**EXTRACTED MATERIAL:**
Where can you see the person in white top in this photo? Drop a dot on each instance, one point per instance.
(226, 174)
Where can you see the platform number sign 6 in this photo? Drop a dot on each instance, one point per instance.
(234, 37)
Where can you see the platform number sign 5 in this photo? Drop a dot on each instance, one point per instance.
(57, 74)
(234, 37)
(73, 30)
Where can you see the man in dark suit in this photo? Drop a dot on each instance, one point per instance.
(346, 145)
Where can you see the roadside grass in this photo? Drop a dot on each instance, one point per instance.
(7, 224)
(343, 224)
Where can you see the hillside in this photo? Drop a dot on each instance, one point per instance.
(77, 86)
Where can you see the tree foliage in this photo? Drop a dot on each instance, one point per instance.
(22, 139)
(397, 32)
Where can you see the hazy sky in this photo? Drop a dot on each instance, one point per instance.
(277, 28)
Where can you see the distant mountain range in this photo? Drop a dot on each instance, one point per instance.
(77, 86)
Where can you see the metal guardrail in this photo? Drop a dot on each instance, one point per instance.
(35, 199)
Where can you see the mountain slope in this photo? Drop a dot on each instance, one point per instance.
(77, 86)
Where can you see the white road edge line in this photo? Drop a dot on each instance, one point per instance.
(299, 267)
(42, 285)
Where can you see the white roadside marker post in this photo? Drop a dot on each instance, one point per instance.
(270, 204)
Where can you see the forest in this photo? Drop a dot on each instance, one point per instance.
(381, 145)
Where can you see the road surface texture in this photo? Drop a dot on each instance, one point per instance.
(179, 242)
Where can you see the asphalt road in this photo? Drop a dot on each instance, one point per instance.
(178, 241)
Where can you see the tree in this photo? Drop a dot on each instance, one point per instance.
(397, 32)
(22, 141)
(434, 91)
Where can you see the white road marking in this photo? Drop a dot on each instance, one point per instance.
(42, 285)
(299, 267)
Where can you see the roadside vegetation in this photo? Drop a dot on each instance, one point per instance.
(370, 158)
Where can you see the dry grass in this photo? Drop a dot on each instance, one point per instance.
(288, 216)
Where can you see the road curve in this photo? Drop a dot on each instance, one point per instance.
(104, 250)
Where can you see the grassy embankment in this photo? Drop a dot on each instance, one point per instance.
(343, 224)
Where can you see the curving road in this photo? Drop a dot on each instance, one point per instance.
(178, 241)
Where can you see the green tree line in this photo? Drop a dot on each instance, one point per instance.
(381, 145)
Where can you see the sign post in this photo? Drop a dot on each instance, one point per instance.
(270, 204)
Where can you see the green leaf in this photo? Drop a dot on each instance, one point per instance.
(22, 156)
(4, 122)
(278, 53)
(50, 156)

**STATED PROBLEM:**
Please recast every line of the items above as a Markdown table with the columns "Row" and "Text", numbering each row and leaving out blank lines.

**THE RESULT:**
| Row | Text |
|---|---|
| 1 | Where can you see the person in white top in this photo? Drop a dot on each instance, one point per instance. |
| 2 | (226, 174) |
| 3 | Where can you see the platform number sign 6 in this photo? Drop a dot on each instance, one point per instance. |
| 4 | (234, 37) |
| 5 | Where can you see the platform number sign 5 in this photo? Drop a dot on each instance, one point per instance. |
| 6 | (57, 74) |
| 7 | (234, 37) |
| 8 | (73, 30) |
| 9 | Where can you see the man in dark suit in this photo? Drop a dot on each instance, one point per instance. |
| 10 | (346, 145) |
| 11 | Where can you see the roadside grass in this photo? Drop a dot on each instance, one point per instance. |
| 12 | (7, 224) |
| 13 | (343, 224) |
| 14 | Where can you see the hillside in this photo? Drop a dot on each instance, one point per instance. |
| 15 | (77, 86) |
| 16 | Where can you see the tree foliage in this photo? Drop a dot on each instance, one point per instance. |
| 17 | (22, 139) |
| 18 | (397, 32) |
| 19 | Where can you see the hazy sky in this photo? Drop a dot on each instance, one point per instance. |
| 20 | (277, 28) |
| 21 | Where can you see the distant mountain range in this photo? Drop a dot on each instance, one point per instance. |
| 22 | (77, 86) |
| 23 | Where can you see the metal guardrail in this photo? Drop a dot on each instance, one point per instance. |
| 24 | (35, 199) |
| 25 | Where can you see the mountain slope in this photo? Drop a dot on each instance, one point per instance. |
| 26 | (77, 86) |
| 27 | Where can you see the white road edge line in this photo? Drop a dot on each instance, one point per instance. |
| 28 | (299, 267) |
| 29 | (42, 285) |
| 30 | Where can you see the white roadside marker post in this photo? Drop a dot on each instance, one point per instance. |
| 31 | (270, 204) |
| 32 | Where can you see the forest in this photo? Drop a dot on each instance, one point per instance. |
| 33 | (381, 145) |
| 34 | Where can you see the road surface texture in this photo? Drop a dot on each instance, one point per instance. |
| 35 | (179, 242) |
| 36 | Where can you see the asphalt road in this photo? Drop a dot on each instance, one point per instance. |
| 37 | (178, 241) |
| 38 | Where can you see the tree in this photo? Drop a dot on each instance, one point per instance. |
| 39 | (397, 32) |
| 40 | (22, 141) |
| 41 | (434, 91) |
| 42 | Where can you see the white road marking in this photo? Drop a dot on each instance, one point per instance. |
| 43 | (42, 285) |
| 44 | (299, 267) |
| 45 | Where can you see the roadside vegetation in this photo? Drop a dot on each instance, one point per instance. |
| 46 | (370, 158) |
| 47 | Where can you see the dry grass in this photo? Drop a dot on each instance, one point per instance. |
| 48 | (288, 216) |
| 49 | Where can you see the road curve in this photo? Drop a dot on each instance, one point per instance. |
| 50 | (104, 250) |
| 51 | Where can you see the grassy embankment in this photo? Drop a dot on each instance, one point per instance. |
| 52 | (343, 224) |
| 53 | Where can you see the curving road in this photo? Drop a dot on each instance, one point per instance. |
| 54 | (178, 241) |
| 55 | Where can you see the green tree line in this photo? Drop a dot on each instance, one point per instance. |
| 56 | (381, 145) |
| 57 | Where can you see the sign post in this photo? Drop a dot on each instance, one point per instance. |
| 58 | (270, 204) |
| 59 | Where can you see the green leaf in this photo? Drop a dot on each instance, one point per instance. |
| 60 | (22, 156) |
| 61 | (4, 122) |
| 62 | (278, 53) |
| 63 | (50, 156) |